:: GIVEN RECORDS ::
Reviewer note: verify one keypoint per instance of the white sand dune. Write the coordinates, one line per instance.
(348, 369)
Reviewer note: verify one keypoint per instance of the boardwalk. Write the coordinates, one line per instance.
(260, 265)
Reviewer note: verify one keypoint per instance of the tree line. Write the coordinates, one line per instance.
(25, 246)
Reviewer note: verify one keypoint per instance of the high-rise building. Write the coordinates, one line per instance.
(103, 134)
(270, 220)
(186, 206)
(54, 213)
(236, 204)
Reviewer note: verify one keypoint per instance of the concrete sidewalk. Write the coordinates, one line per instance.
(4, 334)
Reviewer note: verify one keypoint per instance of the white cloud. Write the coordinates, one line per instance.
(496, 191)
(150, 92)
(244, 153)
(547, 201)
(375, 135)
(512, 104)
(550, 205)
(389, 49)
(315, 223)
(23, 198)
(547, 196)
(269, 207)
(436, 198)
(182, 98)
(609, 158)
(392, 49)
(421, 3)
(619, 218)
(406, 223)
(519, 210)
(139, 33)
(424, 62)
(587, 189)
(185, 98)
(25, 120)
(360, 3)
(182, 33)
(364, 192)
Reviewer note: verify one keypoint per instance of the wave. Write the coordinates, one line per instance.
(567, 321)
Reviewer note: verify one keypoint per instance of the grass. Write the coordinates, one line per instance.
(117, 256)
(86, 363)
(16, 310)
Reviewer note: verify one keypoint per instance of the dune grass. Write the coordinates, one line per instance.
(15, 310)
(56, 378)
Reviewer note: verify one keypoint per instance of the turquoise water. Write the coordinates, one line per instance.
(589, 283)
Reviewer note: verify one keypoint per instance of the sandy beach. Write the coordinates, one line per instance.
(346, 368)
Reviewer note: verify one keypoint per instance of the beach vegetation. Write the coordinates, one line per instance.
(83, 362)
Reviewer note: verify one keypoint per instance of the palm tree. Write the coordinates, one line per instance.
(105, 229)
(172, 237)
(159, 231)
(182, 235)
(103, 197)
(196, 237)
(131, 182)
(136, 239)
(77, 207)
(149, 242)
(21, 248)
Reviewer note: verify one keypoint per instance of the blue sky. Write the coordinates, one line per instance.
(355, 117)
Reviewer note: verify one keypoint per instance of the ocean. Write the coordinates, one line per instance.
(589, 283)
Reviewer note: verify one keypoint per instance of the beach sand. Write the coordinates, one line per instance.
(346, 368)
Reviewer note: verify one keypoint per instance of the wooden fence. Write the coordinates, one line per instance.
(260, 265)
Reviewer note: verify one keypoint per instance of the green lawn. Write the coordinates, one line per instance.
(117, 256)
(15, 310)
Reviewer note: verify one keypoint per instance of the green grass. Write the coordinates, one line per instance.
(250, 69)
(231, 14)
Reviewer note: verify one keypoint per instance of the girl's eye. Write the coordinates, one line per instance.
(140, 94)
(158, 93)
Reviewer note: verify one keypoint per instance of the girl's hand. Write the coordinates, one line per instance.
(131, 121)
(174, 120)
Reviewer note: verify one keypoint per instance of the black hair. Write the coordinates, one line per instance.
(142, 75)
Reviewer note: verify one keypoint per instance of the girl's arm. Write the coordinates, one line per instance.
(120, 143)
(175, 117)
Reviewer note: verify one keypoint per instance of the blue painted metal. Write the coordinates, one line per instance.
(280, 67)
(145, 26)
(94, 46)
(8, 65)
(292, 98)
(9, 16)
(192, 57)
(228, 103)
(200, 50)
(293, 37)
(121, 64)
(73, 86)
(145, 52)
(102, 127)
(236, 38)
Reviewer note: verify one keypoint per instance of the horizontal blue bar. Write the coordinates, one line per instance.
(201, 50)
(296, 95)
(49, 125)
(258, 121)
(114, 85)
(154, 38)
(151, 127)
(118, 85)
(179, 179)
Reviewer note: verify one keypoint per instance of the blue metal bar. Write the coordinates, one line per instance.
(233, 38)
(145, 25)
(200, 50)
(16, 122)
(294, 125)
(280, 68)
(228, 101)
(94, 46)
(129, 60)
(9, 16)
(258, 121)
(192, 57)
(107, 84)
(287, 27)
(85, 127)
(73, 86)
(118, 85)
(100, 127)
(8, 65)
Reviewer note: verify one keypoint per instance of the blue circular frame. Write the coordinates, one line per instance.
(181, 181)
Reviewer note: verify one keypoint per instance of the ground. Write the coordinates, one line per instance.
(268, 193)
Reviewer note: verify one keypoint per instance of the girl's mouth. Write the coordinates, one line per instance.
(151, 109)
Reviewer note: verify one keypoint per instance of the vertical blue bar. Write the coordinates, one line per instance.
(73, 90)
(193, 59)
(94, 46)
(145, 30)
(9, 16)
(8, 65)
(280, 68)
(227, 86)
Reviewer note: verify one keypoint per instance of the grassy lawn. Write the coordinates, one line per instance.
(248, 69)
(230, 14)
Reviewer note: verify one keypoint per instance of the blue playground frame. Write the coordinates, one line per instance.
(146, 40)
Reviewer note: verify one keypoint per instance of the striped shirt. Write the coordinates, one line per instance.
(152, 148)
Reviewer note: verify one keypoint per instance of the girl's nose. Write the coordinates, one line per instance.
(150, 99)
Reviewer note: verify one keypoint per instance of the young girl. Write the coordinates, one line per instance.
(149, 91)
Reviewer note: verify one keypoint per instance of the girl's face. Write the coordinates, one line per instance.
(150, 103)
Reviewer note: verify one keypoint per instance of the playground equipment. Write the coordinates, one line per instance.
:::
**ABOUT THIS EXERCISE:** What you should produce is an exact retyping of every line above.

**FINAL ANSWER:**
Reviewer note: verify one keypoint per instance of the white sand dune. Write the coordinates, one line per instance.
(348, 369)
Reviewer note: verify one keypoint per instance of the boardwalk. Write the coordinates, one line per instance.
(260, 265)
Reviewer note: verify one keypoint per instance of the tree line. Write the coordinates, one line per instance.
(25, 246)
Reviewer note: verify one keypoint per instance of the high-rise building. Write the coordinates, one line per instance.
(103, 134)
(270, 220)
(186, 206)
(54, 213)
(236, 204)
Reviewer note: verify one keypoint per instance of the concrete sidewalk. Write the coordinates, one line per instance.
(4, 334)
Reviewer note: verify one keypoint per instance of the white cloud. Write the coordinates, one line per instance.
(496, 191)
(150, 92)
(244, 153)
(547, 201)
(375, 135)
(512, 104)
(550, 205)
(389, 49)
(315, 223)
(23, 198)
(547, 196)
(269, 207)
(436, 198)
(182, 98)
(609, 158)
(392, 49)
(421, 3)
(619, 218)
(406, 223)
(519, 210)
(139, 33)
(424, 62)
(587, 189)
(185, 98)
(25, 120)
(360, 3)
(182, 33)
(364, 192)
Reviewer note: verify one keypoint per instance of the wave. Write the coordinates, one line per instance.
(567, 321)
Reviewer note: verify one keypoint per instance of the grass. Write the coordinates, one line per instance.
(117, 256)
(86, 363)
(16, 310)
Reviewer note: verify one keypoint per instance of the dune grass. Write the coordinates, one line per instance.
(15, 310)
(56, 378)
Reviewer note: verify one keypoint per instance of the turquoise water. Write the coordinates, one line per instance.
(589, 283)
Reviewer note: verify one keypoint per instance of the sandy beach. Write the coordinates, one line per instance.
(346, 368)
Reviewer note: verify one keypoint per instance of the beach vegetation. Write the coordinates, one line per instance.
(83, 362)
Reviewer note: verify one keypoint per instance of the palm tree. Write the coordinates, one line per instance.
(105, 229)
(172, 237)
(159, 231)
(182, 235)
(103, 197)
(196, 237)
(131, 182)
(136, 239)
(77, 207)
(149, 242)
(21, 248)
Reviewer note: verify one keypoint per instance of the blue sky. Write the coordinates, one line per instance.
(355, 117)
Reviewer note: verify one keypoint per instance of the ocean. Write the coordinates, one line per instance.
(589, 283)
Reviewer note: verify one keypoint per instance of the beach sand. Write the coordinates, one line per instance.
(346, 368)
Reviewer note: verify one keypoint per instance of the wooden fence. Write the coordinates, one line per instance.
(260, 265)
Reviewer note: verify one keypoint per instance of the green lawn. Write the coordinates, one line per instance.
(117, 256)
(15, 310)
Reviewer note: verify one keypoint per instance of the green grass. Write the coordinates, one line per instance.
(250, 69)
(231, 14)
Reviewer note: verify one keypoint per instance of the girl's eye. Write the coordinates, one line per instance.
(140, 94)
(158, 93)
Reviewer note: verify one keypoint per instance of the girl's hand. Write the coordinates, one line per instance.
(131, 121)
(174, 120)
Reviewer note: verify one keypoint per instance of the black hair. Write the coordinates, one line per instance.
(142, 75)
Reviewer note: verify one keypoint per instance of the girl's arm. Write the coordinates, one line per instance.
(120, 143)
(175, 117)
Reviewer note: verify one keypoint per instance of the blue painted metal. Write the coordinates, one line per instance.
(280, 67)
(145, 26)
(94, 46)
(8, 65)
(292, 98)
(9, 16)
(192, 57)
(228, 103)
(200, 50)
(293, 37)
(121, 64)
(73, 86)
(145, 52)
(102, 127)
(236, 38)
Reviewer note: verify one keypoint per instance of the horizontal blue bar. Write the coordinates, one line per instance.
(201, 50)
(296, 95)
(49, 125)
(258, 121)
(114, 85)
(154, 38)
(151, 127)
(118, 85)
(179, 179)
Reviewer note: verify one keypoint per instance of the blue metal bar. Write the coordinates, one line per instance.
(233, 38)
(145, 25)
(200, 50)
(16, 122)
(294, 125)
(280, 68)
(228, 101)
(94, 46)
(129, 60)
(9, 16)
(258, 121)
(192, 57)
(107, 84)
(287, 27)
(85, 127)
(73, 86)
(118, 85)
(100, 127)
(8, 65)
Reviewer note: verify one keypoint per instance of the blue circular frame. Write the coordinates, one line per instance.
(181, 181)
Reviewer note: verify one keypoint per instance of the ground. Write the coordinates, one line per instance.
(268, 193)
Reviewer note: verify one keypoint per instance of the girl's mouth. Write the coordinates, one line per instance.
(151, 109)
Reviewer note: verify one keypoint per instance of the vertical blue bar. Write the coordinates, one line per instance.
(73, 90)
(193, 59)
(94, 46)
(145, 30)
(9, 16)
(8, 65)
(280, 68)
(227, 86)
Reviewer note: verify one keypoint per instance of the grassy lawn. Write the coordinates, one line per instance.
(248, 69)
(230, 14)
Reviewer note: verify one keypoint per instance of the blue playground frame. Write the coordinates, one line per instance.
(146, 40)
Reviewer note: verify one keypoint per instance of the striped shirt. Write the coordinates, one line per instance.
(152, 148)
Reviewer note: verify one keypoint per instance of the girl's nose. Write the coordinates, one line per instance.
(150, 99)
Reviewer note: verify one keypoint per instance of the young girl. Write the coordinates, one line per instance.
(149, 91)
Reviewer note: verify one keypoint per instance of the girl's face. Write the coordinates, one line per instance.
(150, 103)
Reviewer note: verify one keypoint per instance of the playground equipment. Write the coordinates, one line per instance.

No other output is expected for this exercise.